• **Stated exercise 1**: In the text on abstracting data access in ADO.NET, which namespace contains the core interfaces?
• **Stated exercise 2**: Extend the text on abstracting data access in ADO.NET, picking up right after its final sentence.

• **Document**:
— START —

Abstracting Data Access

ADO.NET is designed around a set of generic interfaces that abstract the underlying data processing functionality. You can use these interfaces directly to abstract your data access layer so that you can minimize the impact of changing the type of data source that you use. Abstracting data access is extremely helpful when you are designing systems where your customer chooses the database server.

The core interfaces provided by ADO.NET are found in the System.Data namespace:

  • IDbConnection. This is an interface for managing database connections.
  • IDbCommand. This is an interface for running SQL commands.
  • IDbTransaction. This is an interface for managing transactions.
  • IDataReader. This is an interface for reading data returned by a command.
  • IDataAdapter. This is an interface for channeling data to and from datasets.

The various provider objects, such as SqlConnection and OleDbConnection, implement these generic ADO.NET data access interfaces. If you decide to program against the generic interfaces, be aware of the following issues:

  • There is some small cost associated with a virtual call through an interface.
  • Certain expanded functionality is lost when you use the generic interfaces. For example, the ExecuteXmlReader method is implemented by the SqlCommand object but not by the IDbCommand interface.

— END —

• **Entries provided**:
— START —

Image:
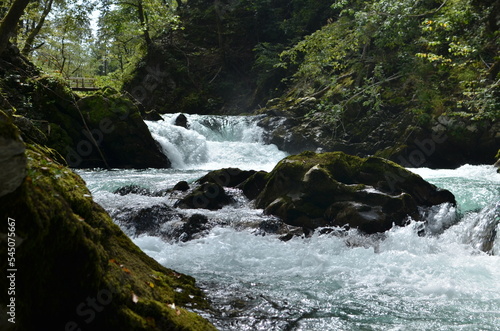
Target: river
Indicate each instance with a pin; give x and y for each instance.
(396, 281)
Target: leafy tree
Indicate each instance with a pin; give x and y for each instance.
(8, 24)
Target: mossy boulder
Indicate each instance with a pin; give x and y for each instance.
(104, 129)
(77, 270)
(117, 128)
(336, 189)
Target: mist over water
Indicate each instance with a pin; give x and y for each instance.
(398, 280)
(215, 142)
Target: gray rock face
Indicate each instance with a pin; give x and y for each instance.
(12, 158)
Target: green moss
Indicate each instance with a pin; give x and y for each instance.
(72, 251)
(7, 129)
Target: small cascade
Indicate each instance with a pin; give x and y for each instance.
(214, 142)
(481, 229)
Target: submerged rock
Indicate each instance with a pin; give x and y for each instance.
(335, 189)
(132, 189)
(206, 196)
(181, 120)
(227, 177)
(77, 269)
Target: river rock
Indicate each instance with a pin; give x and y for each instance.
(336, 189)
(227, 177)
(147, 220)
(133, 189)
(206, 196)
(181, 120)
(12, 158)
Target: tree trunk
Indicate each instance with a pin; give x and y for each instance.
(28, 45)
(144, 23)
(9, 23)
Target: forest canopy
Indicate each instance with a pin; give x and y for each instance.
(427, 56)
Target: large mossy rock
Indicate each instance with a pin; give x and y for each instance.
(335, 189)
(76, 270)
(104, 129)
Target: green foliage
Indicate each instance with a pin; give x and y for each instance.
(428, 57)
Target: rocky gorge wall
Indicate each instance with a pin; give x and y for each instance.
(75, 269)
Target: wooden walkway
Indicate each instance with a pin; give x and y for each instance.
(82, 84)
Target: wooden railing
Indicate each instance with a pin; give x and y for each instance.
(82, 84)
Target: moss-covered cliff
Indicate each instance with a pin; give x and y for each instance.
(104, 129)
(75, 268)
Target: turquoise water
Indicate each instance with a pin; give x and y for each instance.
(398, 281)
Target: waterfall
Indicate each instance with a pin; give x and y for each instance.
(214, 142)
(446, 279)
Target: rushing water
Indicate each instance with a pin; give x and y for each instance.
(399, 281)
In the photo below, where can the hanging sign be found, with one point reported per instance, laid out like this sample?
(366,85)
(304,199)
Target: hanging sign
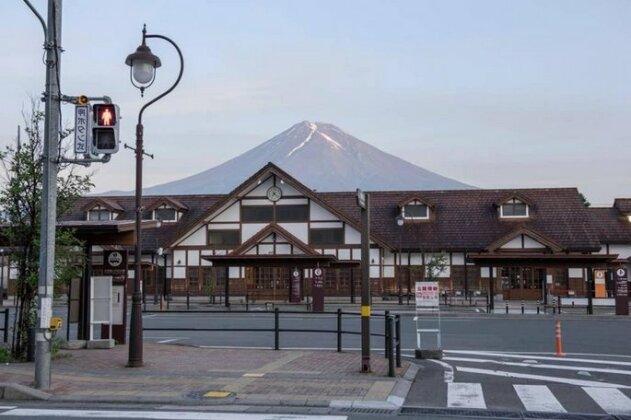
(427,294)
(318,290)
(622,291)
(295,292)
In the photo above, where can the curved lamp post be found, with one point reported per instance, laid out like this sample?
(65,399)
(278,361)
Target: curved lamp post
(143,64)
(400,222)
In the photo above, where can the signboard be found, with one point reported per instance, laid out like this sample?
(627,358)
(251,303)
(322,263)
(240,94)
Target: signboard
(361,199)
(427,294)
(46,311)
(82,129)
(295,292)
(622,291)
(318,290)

— END —

• **Exercise result 1**: The System.Data namespace.

• **Exercise result 2**:
  • There is no generic base exception type, so you must catch provider-specific exception types, such as SqlException, OleDbException, or OdbcException.
  • When you use the generic interfaces, you cannot take advantage of database-specific types that are defined for the managed providers; for example, you cannot take advantage of SqlDbType in SqlClient and Oracle-specific types in the Oracle provider. Using specific database types is helpful for type checking and parameter binding.

More Information

For more information about how to use the generic interfaces to abstract your data access, see the following resources:

  • Knowledge Base article 313304, "HOW TO: Use Base Classes to Reduce Code Forking with Managed Providers in Visual C# .NET," at http://support.microsoft.com/default.aspx?scid=kb;en-us;313304. This article includes sample code.
  • Use MSDN® to look at the interfaces that are described earlier in this section to identify the providers that implement each of the interfaces.

Performance and Scalability Issues

The following is a list of the main issues that can adversely affect the performance and scalability of data access in your application.

  • Inefficient queries. Queries that process and then return more columns or rows than necessary waste processing cycles that could best be used for servicing other requests. Queries that do not take advantage of indexes may also cause poor performance.
  • Retrieving too much data. Too much data in your results is usually the result of inefficient queries. The SELECT * query often causes this problem. You do not usually need to return all the columns in a row. Also, analyze the WHERE clause in your queries to ensure that you are not returning too many rows. Try to make the WHERE clause as specific as possible to ensure that the least number of rows are returned.
  • Inefficient or missing indexes. Query efficiency decreases when indexes are missing because a full table scan must be performed. Also, as your data grows, tables may become fragmented. Failure to periodically rebuild indexes may also result in poor query performance.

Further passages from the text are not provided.